• EXERCISE OBJECTIVE:
Print, without alteration, the lines that extend from the one holding "Could you kindly tag the pupil" to the final line of the listing below.

• DATA FOR REVIEW:

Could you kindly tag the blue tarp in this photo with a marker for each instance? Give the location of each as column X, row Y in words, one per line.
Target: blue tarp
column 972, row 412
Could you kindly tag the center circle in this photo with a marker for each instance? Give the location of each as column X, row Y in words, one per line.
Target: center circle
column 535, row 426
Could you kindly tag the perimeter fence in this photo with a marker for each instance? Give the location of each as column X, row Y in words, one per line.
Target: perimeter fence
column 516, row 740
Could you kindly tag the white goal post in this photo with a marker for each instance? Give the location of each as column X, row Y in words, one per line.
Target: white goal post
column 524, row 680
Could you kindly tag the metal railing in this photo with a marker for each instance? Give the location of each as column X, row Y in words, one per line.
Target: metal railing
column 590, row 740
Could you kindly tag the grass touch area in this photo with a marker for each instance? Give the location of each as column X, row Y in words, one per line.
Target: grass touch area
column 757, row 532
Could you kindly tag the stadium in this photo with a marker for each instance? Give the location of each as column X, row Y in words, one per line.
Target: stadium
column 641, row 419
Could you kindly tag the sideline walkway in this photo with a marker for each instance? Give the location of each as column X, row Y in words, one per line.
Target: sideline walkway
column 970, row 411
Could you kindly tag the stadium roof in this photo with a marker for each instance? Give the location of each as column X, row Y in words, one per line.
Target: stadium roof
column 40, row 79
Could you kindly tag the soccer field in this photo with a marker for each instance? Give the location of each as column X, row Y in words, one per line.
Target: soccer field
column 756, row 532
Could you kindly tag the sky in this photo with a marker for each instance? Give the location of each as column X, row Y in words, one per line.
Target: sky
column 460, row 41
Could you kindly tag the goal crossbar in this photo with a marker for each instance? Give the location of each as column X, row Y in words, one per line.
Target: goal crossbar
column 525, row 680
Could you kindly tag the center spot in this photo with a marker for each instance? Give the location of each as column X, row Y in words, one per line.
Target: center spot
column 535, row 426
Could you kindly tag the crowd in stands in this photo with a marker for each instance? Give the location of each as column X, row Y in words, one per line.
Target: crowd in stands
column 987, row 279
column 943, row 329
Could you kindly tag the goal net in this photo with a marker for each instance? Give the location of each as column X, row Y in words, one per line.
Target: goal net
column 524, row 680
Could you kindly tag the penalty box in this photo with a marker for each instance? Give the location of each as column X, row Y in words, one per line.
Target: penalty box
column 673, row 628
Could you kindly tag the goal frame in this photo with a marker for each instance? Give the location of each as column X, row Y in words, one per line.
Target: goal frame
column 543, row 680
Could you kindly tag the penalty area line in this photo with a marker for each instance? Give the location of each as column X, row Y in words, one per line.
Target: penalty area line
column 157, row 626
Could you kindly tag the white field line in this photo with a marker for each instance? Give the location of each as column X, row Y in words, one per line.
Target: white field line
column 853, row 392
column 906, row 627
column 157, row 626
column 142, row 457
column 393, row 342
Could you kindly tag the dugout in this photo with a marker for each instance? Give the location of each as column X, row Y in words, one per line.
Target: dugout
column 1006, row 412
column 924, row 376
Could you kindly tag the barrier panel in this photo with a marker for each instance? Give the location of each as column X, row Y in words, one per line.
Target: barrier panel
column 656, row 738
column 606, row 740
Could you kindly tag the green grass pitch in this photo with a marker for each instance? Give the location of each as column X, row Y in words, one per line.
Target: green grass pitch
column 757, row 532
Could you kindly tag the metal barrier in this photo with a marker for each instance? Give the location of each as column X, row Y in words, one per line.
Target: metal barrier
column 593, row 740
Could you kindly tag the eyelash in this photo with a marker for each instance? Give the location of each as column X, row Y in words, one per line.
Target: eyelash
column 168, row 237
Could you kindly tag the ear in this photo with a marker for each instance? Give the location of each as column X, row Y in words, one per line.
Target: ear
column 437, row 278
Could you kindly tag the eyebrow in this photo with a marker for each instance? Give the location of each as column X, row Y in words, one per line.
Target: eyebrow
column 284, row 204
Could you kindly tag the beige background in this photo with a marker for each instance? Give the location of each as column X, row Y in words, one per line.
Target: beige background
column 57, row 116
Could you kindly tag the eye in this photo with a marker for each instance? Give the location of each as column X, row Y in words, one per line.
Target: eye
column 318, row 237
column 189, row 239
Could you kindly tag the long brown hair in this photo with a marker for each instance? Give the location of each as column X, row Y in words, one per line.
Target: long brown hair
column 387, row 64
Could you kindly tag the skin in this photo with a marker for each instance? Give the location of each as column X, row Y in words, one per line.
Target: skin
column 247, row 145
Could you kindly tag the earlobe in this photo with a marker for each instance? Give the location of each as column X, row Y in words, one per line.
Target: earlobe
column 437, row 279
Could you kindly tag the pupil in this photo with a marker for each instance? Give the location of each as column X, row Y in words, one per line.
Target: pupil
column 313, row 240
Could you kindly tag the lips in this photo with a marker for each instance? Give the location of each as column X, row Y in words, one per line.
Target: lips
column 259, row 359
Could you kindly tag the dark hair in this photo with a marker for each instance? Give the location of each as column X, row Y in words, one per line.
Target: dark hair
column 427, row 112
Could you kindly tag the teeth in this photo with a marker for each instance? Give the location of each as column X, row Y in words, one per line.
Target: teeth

• RESPONSE:
Could you kindly tag the pupil in this photo with a marker for each instance? Give the location of each as column X, row Y in words, one per line.
Target: pupil
column 313, row 240
Could you kindly tag the lips in this photo with a marker for each instance? Give the location of each as column X, row Y in words, one per line.
Target: lips
column 259, row 359
Could you kindly tag the dark hair in this photo with a marker for each instance? Give the location of each as column X, row Y in words, one per line.
Target: dark hair
column 427, row 112
Could you kindly tag the teeth in this photo with a marker for each instance? Give the location of each as column X, row Y in words, one per line.
Target: teeth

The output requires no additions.